§ **Supplied material**
◆ ◆ ◆

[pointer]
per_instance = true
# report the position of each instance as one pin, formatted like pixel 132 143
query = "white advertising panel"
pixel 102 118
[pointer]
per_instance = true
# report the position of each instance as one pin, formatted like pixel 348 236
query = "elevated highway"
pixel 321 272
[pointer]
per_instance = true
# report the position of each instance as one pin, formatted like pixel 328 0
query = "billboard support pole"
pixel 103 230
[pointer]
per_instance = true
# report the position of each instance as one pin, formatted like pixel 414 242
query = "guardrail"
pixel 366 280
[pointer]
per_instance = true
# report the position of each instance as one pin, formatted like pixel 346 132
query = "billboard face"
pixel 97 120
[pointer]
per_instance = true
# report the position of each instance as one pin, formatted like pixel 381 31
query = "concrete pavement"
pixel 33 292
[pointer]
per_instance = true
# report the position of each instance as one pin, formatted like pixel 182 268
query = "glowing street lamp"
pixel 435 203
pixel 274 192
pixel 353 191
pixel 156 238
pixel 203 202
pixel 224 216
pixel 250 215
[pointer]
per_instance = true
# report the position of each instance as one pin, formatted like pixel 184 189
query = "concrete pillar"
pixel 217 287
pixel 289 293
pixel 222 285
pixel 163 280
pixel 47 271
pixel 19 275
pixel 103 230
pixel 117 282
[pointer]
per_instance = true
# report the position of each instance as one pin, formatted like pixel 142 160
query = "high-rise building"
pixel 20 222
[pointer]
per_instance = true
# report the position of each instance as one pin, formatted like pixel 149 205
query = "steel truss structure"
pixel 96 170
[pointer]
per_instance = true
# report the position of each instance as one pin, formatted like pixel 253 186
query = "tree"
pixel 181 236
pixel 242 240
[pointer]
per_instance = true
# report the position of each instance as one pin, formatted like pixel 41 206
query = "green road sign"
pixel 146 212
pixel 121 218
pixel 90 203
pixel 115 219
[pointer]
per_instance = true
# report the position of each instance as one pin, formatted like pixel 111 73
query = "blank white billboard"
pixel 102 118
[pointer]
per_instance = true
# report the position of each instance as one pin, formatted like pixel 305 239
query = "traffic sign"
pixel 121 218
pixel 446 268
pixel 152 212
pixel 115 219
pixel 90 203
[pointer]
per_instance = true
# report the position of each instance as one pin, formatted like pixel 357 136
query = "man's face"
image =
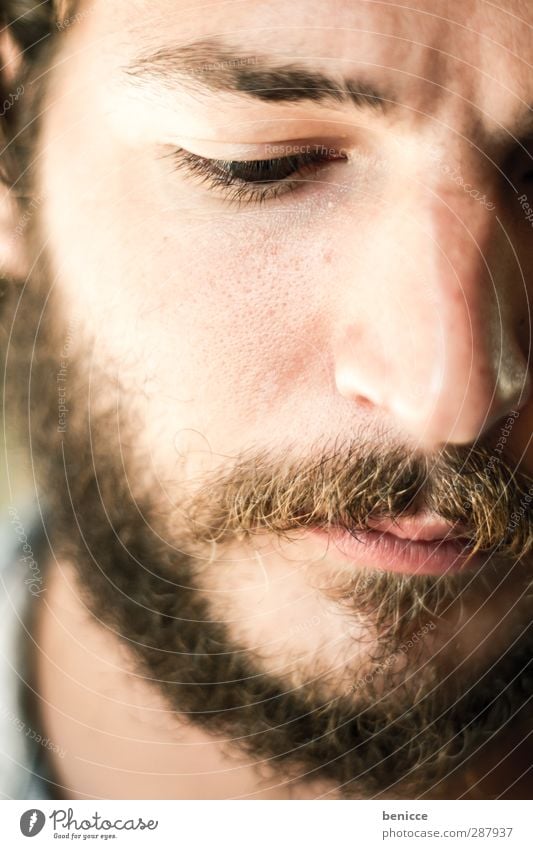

◆ ◆ ◆

§ **About this exercise**
Repeat each line of the records exactly, dropping the pictures.

§ **Response area**
[pointer]
per_instance = true
# report the position of each instance as one pin, formatted like pixel 132 143
query = "white advertising panel"
pixel 102 118
[pointer]
per_instance = true
# report the position of each instance as one pin, formatted like pixel 348 236
query = "elevated highway"
pixel 321 272
[pointer]
per_instance = true
# report the position of each instance as one pin, formatted like pixel 328 0
query = "billboard support pole"
pixel 103 230
[pointer]
per_instance = true
# report the position of each instance as one pin, formatted like pixel 414 242
query = "guardrail"
pixel 366 280
[pointer]
per_instance = true
# report the position of each instance as one pin, formatted like pixel 346 132
query = "billboard face"
pixel 97 120
[pointer]
per_instance = true
# report the position of each instance as one pin, formatted like pixel 381 31
query = "concrete pavement"
pixel 33 292
[pointer]
per_instance = true
# report the position of each instance as one pin, formatted like pixel 182 268
query = "glowing street lamp"
pixel 435 203
pixel 274 192
pixel 353 191
pixel 156 238
pixel 203 202
pixel 224 216
pixel 250 215
[pointer]
per_instance = true
# report the position of each instance as one pin, formatted like pixel 184 189
query = "concrete pillar"
pixel 217 287
pixel 289 293
pixel 222 285
pixel 163 280
pixel 47 271
pixel 19 275
pixel 103 230
pixel 117 282
[pointer]
per_instance = true
# report the position of each instance as one pin, formatted like pixel 142 160
query = "high-rise building"
pixel 20 222
[pointer]
per_instance = true
# report the position of each instance as one pin, formatted like pixel 149 205
query = "steel truss structure"
pixel 96 170
[pointer]
per_instance = true
# report the position of each instance as one pin, formatted like pixel 253 186
query = "tree"
pixel 181 236
pixel 242 240
[pointer]
per_instance = true
# report the position of each instance as one pin, formatted like pixel 41 206
query = "green road sign"
pixel 146 212
pixel 121 218
pixel 90 203
pixel 115 219
[pointer]
per_instance = true
# report the position of each instance as one pin, formatted like pixel 111 73
query = "blank white billboard"
pixel 102 118
[pointer]
per_instance = true
# report the position of each instance as one pin, formatted like pixel 305 239
query = "traffic sign"
pixel 121 218
pixel 446 268
pixel 152 212
pixel 115 219
pixel 90 203
[pointer]
per_instance = true
# report the position of each instance as one pin, formatted like pixel 357 136
query = "man's face"
image =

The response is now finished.